- [Problem set]
a) In the passage about the city's downtown move, why does Tice advise everybody to answer their phone?
b) Rewrite the downtown passage, everything from "His Tex-Mex fare, he" down to "coming your way.", with "Facebook" changed to "Instagram".

-- Provided passage follows --

She said bringing those employees to the central business district “is a good thing.” It’s important to have the city workforce “in the middle of our hustle and bustle,” Groh said.

It makes the city offices a little more accessible, she said. Separating them from the county offices is a benefit as well, she said.

“I think it will bring a good influx of people downtown,” she said.

Bob Cook’s restaurant, Queso Dee’as, is directly across from the HACC building.

“I’m looking forward to it,” he said. “It’s going to stimulate downtown, absolutely.”

“More people coming (downtown) is better than what we got going now,” Cook said.

His Tex-Mex fare, he said, is doing a busy takeout business during COVID-19.

“I’m surviving it pretty good,” Cook said. “I count my blessings.”

Lifetime Lebanon resident John Tice, a real estate broker, gives the Capello administration a lot of credit for pushing investment downtown. The renovation and reuse of the HACC building could be a catalyst, he said.

“I’m thrilled that’s taking place,” Tice said. “We’re looking for investors to keep the momentum going.”

After downtown lost much over the years, “we want to bring back the business community,” he said. Tice is bullish in his support of downtown merchants and restaurants frequently doing video interviews and posting them on Facebook. 

He expects the city’s move to stimulate more interest in the city.

“My advice to everybody is, answer your phone,” Tice said, because more customers should be coming your way.

A lot of people are in favor of the city’s move but concerned about parking, Wertz said. “We’re working on that.”

He mentioned making spaces out of distressed areas and using places like Liberty Alley, between Seventh and Eighth streets.

-- Provided passage concluded --
-- Records follows --

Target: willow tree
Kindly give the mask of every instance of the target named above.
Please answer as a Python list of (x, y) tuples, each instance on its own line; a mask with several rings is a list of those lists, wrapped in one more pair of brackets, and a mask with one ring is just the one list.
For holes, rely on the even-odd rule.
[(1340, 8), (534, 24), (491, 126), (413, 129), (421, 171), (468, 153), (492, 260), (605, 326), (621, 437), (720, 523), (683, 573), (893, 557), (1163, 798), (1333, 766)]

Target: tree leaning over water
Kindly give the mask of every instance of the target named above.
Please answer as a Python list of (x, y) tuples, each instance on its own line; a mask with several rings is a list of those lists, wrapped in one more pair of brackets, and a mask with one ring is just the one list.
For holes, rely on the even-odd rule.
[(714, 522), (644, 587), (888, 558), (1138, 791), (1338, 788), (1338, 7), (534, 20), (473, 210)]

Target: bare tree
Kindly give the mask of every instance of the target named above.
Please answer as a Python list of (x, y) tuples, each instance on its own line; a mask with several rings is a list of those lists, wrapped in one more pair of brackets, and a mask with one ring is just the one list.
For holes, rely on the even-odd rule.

-- Records concluded --

- [Answers]
a) Tice gives that advice because more customers should be coming their way.

b)
His Tex-Mex fare, he said, is doing a busy takeout business during COVID-19.

“I’m surviving it pretty good,” Cook said. “I count my blessings.”

Lifetime Lebanon resident John Tice, a real estate broker, gives the Capello administration a lot of credit for pushing investment downtown. The renovation and reuse of the HACC building could be a catalyst, he said.

“I’m thrilled that’s taking place,” Tice said. “We’re looking for investors to keep the momentum going.”

After downtown lost much over the years, “we want to bring back the business community,” he said. Tice is bullish in his support of downtown merchants and restaurants frequently doing video interviews and posting them on Instagram. 

He expects the city’s move to stimulate more interest in the city.

“My advice to everybody is, answer your phone,” Tice said, because more customers should be coming your way.